Common but differentiated responsibilities and vulnerabilities to climate change
Until the oil crisis of the 1970s, global greenhouse gas (GHG) emissions were mainly due to the energy consumption (mostly coal, oil and gas) of Members States of the Organisation for Economic Cooperation and Development (OECD), which includes 36 developed countries in North America, Oceania, Europe and North East Asia. In 1973, before the first oil crisis, the OECD accounted for more than 60% of global final energy consumption and nearly two thirds of CO2 emissions from the energy sector. The OECD's shares of global energy consumption and CO2 emissions have since decreased (despite absolute growths) in parallel with the rapid economic emergence of a number of countries, particularly in Asia (China but also Indonesia, Vietnam, Thailand, Singapore and Malaysia, known as NPI - Newly Industrialized Countries).
Since the mid-2000s - and even since the 1990s if land use, land-use change and forestry – LULUCF is included, the Parties listed in Annex I (including all but a few OECD countries) of the United Nations Framework Convention on Climate Change (UNFCCC) have been emitting less GHGs than non-Annex I Parties, with a gap that is widening rapidly (the share of OECD countries in overall energy-related CO2 emissions could be reduced to less than 25% by 2040).
Energy CO2 emissions per Regions in 2040 (projections of the International Energy Agency following different scenarios) 4
This reality undeniably calls for stronger mitigation actions by all countries, from both the OECD and the non-OECD. Still, several facts must be highlighted to contextualize historical responsibilities and current issues.
First, non-OECD countries represent a huge majority of the world's population (over 6 billion people) and absorb most of the population growth. Their per capita emissions are, on average, much lower than those of the industrialized countries, while socioeconomic development needs remain high.
In addition, considering the relatively long lifespan of GHGs in the atmosphere (over a hundred years for CO2), it is important to take into account also the cumulated historical emissions.
When cumulated GHG emissions are accounted for, the share of Annex I Parties continues to be dominant since the industrial revolution (data stop in 2010, more recent graphs were not available at the time of writing).

Short task a:
According to the passage on climate responsibilities, what share of global final energy consumption did the OECD account for in 1973?

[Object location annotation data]
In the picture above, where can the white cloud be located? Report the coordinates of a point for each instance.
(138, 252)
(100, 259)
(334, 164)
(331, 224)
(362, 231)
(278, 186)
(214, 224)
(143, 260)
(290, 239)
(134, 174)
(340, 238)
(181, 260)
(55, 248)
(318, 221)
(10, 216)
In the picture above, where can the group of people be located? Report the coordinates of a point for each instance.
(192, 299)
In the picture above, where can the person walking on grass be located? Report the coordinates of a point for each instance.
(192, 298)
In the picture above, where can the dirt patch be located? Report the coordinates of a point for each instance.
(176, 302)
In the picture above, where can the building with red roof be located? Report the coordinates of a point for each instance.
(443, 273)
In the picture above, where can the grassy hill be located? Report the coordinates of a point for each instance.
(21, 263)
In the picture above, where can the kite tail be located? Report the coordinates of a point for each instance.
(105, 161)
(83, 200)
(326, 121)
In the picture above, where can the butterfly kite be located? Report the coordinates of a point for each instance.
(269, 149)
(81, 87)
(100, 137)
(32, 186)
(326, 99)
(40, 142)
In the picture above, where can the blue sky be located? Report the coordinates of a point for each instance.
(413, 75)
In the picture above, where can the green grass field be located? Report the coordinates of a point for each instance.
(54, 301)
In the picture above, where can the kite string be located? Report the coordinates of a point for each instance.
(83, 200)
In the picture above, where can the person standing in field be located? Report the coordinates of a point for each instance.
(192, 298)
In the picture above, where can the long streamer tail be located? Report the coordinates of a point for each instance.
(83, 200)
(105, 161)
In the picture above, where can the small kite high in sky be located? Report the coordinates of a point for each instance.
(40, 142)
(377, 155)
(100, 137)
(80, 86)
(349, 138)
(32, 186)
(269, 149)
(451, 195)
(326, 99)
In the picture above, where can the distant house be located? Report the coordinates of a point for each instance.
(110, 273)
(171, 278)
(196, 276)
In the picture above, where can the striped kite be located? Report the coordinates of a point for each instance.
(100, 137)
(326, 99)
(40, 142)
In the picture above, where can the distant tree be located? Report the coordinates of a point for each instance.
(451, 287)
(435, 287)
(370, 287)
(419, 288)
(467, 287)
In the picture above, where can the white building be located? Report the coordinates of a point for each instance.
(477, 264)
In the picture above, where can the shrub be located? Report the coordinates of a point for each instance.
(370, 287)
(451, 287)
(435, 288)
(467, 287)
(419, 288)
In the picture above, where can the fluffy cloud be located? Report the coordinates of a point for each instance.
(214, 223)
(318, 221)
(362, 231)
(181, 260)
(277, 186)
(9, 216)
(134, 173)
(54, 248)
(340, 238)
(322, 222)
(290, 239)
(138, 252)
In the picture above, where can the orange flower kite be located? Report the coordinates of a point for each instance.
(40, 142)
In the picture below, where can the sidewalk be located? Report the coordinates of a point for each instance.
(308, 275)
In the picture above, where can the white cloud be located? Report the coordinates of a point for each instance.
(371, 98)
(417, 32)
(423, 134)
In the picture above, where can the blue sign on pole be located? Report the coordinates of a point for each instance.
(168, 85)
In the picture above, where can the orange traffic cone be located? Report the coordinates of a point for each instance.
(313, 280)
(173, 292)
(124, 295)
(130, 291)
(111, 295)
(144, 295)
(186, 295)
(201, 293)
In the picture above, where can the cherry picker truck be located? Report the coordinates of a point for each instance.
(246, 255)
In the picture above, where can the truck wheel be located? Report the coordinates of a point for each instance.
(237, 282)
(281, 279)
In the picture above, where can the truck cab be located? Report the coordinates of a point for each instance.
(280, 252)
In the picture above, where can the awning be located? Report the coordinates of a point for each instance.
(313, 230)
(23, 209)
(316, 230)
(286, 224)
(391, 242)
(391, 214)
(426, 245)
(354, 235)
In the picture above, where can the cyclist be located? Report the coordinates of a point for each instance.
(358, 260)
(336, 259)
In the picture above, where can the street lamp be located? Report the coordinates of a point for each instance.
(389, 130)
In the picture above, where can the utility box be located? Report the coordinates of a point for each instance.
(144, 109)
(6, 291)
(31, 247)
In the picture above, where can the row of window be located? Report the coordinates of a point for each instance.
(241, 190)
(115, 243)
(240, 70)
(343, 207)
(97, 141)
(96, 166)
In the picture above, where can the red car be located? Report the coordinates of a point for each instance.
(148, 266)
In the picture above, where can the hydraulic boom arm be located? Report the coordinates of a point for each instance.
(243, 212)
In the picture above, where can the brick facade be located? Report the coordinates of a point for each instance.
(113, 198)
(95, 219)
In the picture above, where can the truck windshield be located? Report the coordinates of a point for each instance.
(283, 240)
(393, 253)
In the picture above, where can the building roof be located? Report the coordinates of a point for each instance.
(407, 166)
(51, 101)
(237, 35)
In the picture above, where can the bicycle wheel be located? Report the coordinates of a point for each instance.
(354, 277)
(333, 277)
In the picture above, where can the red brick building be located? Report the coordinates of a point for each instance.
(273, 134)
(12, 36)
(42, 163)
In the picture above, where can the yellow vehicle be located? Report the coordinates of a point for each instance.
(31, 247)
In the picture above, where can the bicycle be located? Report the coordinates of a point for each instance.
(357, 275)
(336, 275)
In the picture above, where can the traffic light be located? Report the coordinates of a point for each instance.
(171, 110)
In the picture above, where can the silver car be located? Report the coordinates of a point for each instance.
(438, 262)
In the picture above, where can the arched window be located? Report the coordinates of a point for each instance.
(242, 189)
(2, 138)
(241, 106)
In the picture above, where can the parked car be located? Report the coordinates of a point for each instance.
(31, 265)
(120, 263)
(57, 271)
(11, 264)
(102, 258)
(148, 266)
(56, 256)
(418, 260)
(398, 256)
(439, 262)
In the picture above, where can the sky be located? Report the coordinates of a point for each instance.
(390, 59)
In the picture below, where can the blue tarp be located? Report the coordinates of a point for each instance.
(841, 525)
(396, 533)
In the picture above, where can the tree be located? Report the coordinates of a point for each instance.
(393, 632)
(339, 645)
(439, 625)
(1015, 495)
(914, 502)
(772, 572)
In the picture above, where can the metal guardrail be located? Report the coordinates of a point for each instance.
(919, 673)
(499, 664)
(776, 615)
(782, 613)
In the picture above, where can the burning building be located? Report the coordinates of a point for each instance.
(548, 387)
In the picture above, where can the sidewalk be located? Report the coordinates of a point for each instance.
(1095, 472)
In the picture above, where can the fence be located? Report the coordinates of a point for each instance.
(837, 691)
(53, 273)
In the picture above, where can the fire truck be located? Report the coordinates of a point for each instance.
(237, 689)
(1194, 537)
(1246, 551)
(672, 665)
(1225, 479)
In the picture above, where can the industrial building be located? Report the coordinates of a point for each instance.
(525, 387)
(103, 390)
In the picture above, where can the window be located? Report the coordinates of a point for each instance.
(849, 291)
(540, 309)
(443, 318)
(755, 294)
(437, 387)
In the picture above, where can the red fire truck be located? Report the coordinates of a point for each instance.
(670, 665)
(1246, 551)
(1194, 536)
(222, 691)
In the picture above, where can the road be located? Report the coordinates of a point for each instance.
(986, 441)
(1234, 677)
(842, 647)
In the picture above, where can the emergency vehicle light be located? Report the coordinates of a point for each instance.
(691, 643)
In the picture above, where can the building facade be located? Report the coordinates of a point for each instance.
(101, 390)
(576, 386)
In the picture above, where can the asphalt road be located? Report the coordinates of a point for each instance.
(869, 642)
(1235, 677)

Short task b:
Which rows contain the word "road"? Show each of them in full, treating uppercase and lowercase as different.

Reply a:
More than 60%.

Reply b:
In the picture above, where can the road be located? Report the coordinates of a point for each instance.
In the picture above, where can the asphalt road be located? Report the coordinates of a point for each instance.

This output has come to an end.